(Information provided)
##############################
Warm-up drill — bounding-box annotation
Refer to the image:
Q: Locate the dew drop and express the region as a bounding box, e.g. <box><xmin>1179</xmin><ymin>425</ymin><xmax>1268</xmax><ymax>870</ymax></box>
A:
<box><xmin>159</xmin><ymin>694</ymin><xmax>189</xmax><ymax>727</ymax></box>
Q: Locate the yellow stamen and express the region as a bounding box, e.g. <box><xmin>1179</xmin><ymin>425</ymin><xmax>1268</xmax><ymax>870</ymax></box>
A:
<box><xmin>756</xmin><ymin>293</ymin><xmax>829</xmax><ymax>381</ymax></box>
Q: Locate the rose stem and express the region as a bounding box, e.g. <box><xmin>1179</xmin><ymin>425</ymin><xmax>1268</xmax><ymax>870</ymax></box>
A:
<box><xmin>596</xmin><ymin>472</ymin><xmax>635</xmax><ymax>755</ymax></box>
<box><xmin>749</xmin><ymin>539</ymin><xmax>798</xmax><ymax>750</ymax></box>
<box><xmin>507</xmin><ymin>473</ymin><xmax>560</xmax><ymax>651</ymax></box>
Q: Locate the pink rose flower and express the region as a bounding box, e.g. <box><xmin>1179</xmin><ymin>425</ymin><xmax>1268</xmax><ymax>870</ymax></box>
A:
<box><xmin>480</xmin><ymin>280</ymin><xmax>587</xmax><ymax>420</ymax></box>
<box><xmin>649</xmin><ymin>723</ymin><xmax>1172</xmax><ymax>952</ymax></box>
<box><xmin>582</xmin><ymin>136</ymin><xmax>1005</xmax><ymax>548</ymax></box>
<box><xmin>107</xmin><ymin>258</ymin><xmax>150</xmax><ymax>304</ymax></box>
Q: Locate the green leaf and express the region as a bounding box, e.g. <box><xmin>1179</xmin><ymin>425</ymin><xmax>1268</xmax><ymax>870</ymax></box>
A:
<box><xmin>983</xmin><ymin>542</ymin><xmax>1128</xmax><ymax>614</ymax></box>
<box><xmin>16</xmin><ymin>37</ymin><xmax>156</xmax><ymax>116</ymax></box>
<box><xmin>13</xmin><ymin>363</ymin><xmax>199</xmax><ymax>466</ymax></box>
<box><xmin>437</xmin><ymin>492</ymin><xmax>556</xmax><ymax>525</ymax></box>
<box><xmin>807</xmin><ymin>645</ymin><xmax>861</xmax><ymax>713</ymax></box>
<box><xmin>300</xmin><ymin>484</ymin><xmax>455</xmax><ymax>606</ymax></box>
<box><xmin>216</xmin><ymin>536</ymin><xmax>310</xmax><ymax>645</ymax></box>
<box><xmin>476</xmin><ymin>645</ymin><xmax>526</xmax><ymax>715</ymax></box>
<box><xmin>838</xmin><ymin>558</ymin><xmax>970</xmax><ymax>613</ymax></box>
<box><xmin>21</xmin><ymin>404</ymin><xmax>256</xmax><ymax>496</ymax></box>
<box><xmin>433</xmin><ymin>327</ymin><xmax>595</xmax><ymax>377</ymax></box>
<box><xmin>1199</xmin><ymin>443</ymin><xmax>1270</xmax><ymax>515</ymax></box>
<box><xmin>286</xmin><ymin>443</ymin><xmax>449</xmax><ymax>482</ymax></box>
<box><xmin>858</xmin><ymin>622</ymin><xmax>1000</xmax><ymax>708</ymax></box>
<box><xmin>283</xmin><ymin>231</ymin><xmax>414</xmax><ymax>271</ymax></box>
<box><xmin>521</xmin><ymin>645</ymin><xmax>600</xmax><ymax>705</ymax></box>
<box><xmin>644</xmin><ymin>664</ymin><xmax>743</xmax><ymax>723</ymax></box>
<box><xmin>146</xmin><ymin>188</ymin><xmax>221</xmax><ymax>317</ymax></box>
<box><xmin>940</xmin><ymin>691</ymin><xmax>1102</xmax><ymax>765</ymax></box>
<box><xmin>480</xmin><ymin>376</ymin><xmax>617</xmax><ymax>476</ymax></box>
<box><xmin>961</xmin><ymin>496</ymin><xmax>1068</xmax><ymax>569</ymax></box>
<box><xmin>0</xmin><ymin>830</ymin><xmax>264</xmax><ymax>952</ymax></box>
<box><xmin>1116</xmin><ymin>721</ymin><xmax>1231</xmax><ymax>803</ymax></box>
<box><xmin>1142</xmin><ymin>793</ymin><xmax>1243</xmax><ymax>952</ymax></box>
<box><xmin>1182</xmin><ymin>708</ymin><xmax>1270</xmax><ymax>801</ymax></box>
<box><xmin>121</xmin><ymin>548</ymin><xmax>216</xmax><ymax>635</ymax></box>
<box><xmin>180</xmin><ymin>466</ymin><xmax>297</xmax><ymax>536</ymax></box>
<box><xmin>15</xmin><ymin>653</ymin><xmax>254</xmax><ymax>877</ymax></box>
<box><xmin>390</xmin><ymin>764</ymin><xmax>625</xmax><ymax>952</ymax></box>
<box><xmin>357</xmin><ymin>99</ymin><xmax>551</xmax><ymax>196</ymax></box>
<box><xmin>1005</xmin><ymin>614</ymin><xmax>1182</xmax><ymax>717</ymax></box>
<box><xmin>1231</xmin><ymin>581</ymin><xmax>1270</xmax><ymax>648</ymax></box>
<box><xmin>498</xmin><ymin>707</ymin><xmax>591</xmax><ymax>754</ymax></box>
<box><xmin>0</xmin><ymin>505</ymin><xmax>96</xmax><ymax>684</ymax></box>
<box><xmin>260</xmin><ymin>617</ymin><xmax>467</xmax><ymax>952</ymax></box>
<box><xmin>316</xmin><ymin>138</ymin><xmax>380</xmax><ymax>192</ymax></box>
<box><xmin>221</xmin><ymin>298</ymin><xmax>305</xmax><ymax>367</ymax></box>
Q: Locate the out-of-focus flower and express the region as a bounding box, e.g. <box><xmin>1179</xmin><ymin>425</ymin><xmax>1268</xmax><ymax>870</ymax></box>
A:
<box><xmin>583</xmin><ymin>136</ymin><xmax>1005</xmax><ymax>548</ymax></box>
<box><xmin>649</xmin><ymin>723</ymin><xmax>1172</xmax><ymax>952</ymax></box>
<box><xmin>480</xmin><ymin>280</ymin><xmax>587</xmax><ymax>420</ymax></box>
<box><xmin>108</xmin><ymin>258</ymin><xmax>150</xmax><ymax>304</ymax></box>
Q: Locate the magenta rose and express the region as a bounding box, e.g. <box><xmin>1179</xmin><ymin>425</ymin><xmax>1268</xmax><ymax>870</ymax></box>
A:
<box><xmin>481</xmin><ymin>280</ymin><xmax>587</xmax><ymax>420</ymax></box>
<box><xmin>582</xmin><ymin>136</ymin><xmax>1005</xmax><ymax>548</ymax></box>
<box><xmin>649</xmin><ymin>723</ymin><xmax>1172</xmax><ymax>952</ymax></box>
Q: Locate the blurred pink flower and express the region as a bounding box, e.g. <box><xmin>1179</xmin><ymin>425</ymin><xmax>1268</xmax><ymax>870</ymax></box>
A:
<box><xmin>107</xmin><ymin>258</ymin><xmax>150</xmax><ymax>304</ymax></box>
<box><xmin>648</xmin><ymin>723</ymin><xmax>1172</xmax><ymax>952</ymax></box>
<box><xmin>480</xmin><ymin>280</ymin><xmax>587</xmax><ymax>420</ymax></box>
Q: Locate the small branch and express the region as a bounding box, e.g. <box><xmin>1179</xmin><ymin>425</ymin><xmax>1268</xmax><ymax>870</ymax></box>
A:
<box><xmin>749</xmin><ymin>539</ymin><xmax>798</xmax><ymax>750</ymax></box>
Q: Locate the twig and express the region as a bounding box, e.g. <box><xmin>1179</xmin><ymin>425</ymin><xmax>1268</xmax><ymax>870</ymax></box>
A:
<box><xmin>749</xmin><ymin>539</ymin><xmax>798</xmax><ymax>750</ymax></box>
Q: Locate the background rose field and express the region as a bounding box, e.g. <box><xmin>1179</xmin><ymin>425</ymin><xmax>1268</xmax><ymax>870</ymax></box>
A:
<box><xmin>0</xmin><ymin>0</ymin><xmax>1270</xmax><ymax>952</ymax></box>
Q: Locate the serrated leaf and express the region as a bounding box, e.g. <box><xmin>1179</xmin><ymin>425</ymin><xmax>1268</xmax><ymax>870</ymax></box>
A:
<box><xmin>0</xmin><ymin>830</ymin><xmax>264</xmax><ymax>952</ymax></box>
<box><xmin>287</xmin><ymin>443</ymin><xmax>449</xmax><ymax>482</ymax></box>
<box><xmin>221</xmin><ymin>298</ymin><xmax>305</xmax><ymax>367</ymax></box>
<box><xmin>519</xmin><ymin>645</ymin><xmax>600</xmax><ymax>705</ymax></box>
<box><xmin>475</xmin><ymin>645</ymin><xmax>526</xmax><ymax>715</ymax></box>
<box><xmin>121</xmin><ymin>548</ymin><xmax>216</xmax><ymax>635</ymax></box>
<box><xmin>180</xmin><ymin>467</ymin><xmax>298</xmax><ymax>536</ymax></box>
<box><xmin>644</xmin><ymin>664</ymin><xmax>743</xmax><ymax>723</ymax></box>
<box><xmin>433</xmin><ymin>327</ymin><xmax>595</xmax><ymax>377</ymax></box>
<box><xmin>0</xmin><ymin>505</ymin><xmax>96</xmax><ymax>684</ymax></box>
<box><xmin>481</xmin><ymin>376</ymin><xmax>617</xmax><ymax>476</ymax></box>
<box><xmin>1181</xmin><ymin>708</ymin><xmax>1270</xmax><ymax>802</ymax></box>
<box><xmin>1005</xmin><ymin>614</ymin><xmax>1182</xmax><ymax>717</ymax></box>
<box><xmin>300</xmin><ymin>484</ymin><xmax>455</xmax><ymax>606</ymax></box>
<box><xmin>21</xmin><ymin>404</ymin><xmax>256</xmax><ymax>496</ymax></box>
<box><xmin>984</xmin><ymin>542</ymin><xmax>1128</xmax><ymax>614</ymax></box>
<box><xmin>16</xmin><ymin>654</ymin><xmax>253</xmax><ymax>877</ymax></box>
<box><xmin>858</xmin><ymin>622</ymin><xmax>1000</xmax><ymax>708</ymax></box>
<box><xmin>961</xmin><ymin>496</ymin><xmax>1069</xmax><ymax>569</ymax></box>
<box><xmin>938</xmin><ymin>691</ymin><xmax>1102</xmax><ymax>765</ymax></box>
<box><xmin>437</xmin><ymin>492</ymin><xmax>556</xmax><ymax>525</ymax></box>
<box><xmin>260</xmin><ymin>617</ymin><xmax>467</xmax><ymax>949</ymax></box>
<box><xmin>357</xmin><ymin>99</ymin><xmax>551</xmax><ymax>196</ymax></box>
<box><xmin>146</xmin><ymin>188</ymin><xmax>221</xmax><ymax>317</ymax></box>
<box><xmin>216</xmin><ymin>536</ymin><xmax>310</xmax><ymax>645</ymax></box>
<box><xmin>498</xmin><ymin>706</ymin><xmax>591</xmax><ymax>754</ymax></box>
##############################
(Given exercise) Which lines in the records above contain the string "flower"? Extract each of those lines in full, and count a match only when the case is the same.

(Response to this exercise)
Q: Locate the pink rose flower and express the region as a bounding box, e.g. <box><xmin>1179</xmin><ymin>425</ymin><xmax>1268</xmax><ymax>870</ymax></box>
Q: Locate the out-of-focus flower and express the region as a bounding box, e.g. <box><xmin>1179</xmin><ymin>425</ymin><xmax>1268</xmax><ymax>870</ymax></box>
Q: Locate the blurred pink flower and express the region as a bounding box, e.g. <box><xmin>1179</xmin><ymin>425</ymin><xmax>1268</xmax><ymax>870</ymax></box>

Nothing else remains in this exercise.